§ **Records to use**
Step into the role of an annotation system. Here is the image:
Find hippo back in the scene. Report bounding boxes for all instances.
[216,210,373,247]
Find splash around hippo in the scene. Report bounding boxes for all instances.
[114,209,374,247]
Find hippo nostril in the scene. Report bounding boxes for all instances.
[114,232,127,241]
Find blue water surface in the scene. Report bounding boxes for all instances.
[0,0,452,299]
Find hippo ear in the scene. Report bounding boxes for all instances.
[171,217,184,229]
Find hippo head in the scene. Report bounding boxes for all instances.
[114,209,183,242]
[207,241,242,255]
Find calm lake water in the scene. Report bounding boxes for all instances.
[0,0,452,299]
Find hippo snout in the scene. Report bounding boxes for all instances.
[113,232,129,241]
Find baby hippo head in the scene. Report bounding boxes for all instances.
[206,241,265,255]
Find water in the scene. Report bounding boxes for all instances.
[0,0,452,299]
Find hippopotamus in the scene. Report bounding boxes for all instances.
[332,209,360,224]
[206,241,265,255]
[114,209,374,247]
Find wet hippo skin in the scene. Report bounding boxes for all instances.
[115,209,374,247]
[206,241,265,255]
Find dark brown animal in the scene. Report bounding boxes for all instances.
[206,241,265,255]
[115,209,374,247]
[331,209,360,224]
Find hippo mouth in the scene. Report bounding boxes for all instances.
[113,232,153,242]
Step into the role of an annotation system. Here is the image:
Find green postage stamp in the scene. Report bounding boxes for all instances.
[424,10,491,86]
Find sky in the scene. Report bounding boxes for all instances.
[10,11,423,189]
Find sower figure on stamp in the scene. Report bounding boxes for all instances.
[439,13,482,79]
==
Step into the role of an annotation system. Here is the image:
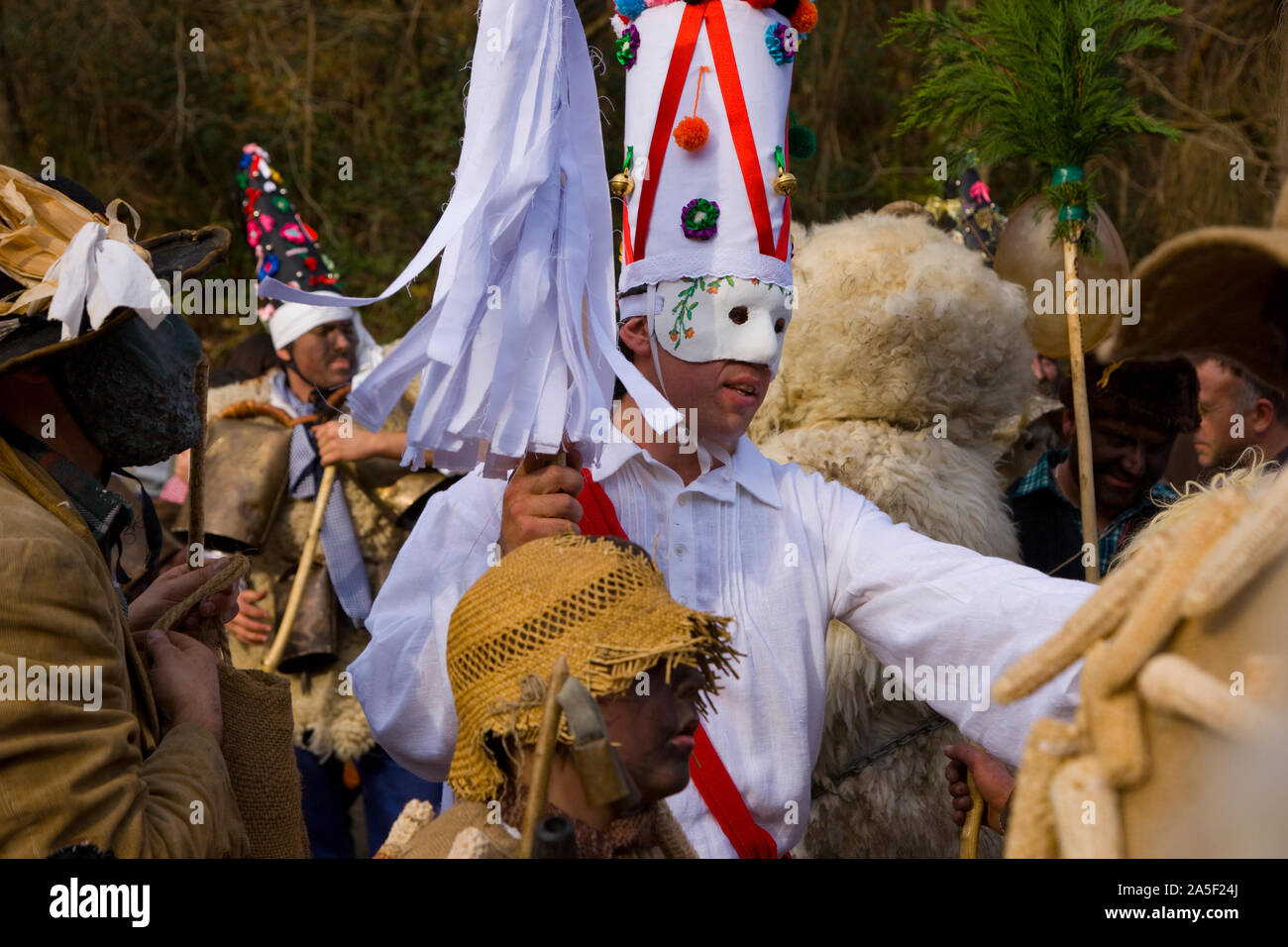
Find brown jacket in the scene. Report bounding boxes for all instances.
...
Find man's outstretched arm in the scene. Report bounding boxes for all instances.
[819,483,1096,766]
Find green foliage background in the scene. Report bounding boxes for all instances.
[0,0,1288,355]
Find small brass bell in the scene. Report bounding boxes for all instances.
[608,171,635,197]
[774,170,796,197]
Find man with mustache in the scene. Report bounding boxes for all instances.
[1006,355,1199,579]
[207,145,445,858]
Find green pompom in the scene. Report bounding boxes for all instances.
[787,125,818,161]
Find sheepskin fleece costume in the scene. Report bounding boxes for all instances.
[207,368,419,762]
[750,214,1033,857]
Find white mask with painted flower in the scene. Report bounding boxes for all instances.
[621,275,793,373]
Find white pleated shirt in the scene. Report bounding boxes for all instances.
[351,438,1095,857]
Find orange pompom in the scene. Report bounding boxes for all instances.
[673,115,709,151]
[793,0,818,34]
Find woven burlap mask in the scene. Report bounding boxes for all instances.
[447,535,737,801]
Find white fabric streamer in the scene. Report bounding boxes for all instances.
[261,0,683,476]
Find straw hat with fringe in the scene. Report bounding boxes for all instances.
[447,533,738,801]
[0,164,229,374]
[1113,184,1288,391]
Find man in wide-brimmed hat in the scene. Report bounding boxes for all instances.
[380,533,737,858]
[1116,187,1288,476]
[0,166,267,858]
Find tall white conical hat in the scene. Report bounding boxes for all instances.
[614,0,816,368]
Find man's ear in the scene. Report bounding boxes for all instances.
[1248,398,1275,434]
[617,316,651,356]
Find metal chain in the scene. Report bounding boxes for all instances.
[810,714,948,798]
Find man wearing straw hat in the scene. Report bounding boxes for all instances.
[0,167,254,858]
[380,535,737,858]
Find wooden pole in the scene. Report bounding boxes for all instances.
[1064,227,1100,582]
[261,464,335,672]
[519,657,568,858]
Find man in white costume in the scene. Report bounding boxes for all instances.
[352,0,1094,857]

§ **Stated goal**
Add 89 to every bounding box coordinate in the records starting at the line that contains "Find straw hat" and ending at the line that contains "[617,316,651,356]", both lines included. Write out all of those lines again, leaving every other line in that span unchanged.

§ **Worked solution**
Find straw hat with fringe in the scene. Report bounding boxes for all instances.
[536,622,827,890]
[89,253,318,463]
[1202,273,1377,480]
Find man in wide-brimmed hat in the scene. Report bounding boxes for all instances.
[469,622,826,947]
[1205,276,1377,565]
[89,255,356,947]
Find tall white conical hat in the scene. Report bounding boxes for all instances.
[703,89,905,457]
Find man's ear in the scene. Report bounding boxes for all instances.
[1337,487,1364,523]
[706,405,740,445]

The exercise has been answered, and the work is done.